━━━ Extrait cité

On ferme des usines, on licencie, non  parce que l’activité n’est pas rentable,  mais parce qu’elle ne l’est pas assez : au regard des attentes des actionnaires,  elles sont devenues de vulgaires machines à profit. Si, dans les années 1980, les dividendes représentaient moins de  5% de la richesse créée, sa part est passée à 25% en 2020.  Ce phénomène a transformé les grandes entreprises industrielles françaises en machines à dividendes au mépris total  du développement économique et social. Le capital se détourne de la production pour chercher des rendements à très court terme sur les marchés boursiers.

Affaiblissement de la classe ouvrière et destruction du tissu social

La désindustrialisation dépasse de loin la  question économique, c’est une attaque frontale contre la classe ouvrière.  

Les grands secteurs de concentration  ouvrière tels que la métallurgie, le textile, la chimie, l’automobile ou la sidérurgie ont historiquement été le cœur des luttes sociales, des syndicats de combat  et des mouvements révolutionnaires. En détruisant ces bastions industriels, les  capitalistes ont affaibli la capacité  d’organisation et de résistance des travailleurs.  

Dans les territoires touchés par la désindustrialisation comme les Hauts-de-France, la Lorraine, la Normandie, etc., les effets sont dévastateurs : chômage  massif, précarité, perte de repères, explosion des maladies sociales, désespoir et montée de l’extrême droite. Le capital n’a laissé que des ruines, tout en continuant à engranger des profits gigantesques : la France est le pays qui détient le record en termes de dividendes dans l’Union Européenne !  

Suite à cette désindustrialisation, le capitalisme a réorienté les travailleurs dans  les services, les plateformes numériques  ou les emplois précaires, tertiarisant l’économie nationale et la rendant dépendante économiquement.

Une réponse marxiste à cette désinstrialisation

Rompre avec le capital et pas simplement « relocaliser »

━━━━━━
━━━ Informations

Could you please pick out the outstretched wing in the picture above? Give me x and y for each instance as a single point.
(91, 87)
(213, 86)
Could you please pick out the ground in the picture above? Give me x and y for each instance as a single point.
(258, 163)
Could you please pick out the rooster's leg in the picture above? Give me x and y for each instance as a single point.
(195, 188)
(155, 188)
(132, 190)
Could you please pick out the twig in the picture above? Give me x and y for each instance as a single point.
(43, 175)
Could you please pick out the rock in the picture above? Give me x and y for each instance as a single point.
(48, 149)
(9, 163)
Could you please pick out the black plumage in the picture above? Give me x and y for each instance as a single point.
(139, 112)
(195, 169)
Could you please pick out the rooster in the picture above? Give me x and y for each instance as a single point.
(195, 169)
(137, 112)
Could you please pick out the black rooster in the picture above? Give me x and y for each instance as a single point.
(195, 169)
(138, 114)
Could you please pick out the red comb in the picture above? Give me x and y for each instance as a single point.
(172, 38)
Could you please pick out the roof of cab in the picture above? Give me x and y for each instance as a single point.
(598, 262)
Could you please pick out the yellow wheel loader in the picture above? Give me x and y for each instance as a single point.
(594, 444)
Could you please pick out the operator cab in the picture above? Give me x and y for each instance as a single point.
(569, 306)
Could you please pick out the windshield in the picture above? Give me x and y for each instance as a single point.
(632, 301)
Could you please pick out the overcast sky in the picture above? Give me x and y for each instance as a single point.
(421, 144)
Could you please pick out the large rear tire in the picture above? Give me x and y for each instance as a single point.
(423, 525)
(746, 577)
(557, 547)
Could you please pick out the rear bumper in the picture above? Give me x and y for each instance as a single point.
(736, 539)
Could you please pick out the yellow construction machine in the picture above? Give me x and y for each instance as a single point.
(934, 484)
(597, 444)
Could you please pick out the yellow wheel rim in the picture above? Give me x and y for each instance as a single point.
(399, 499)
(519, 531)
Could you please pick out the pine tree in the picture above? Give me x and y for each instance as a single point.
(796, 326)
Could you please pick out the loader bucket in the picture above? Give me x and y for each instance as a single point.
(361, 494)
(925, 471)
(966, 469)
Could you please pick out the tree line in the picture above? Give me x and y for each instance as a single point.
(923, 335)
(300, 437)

━━━━━━

- Travail à faire:
Dites si chacune des affirmations suivantes concorde avec l'extrait sur la désindustrialisation. Répondez par oui ou par non et citez mot pour mot les termes de l'extrait qui tranchent.
1. En 2020, les dividendes représentaient 25 % de la richesse créée.
2. La désindustrialisation y est présentée comme une question purement économique.
3. La France détient le record des dividendes dans l'Union européenne.

- Réponse attendue:
1. Oui : « sa part est passée à 25% en 2020 ».
2. Non : « c’est une attaque frontale contre la classe ouvrière ».
3. Oui : « la France est le pays qui détient le record en termes de dividendes dans l’Union Européenne ».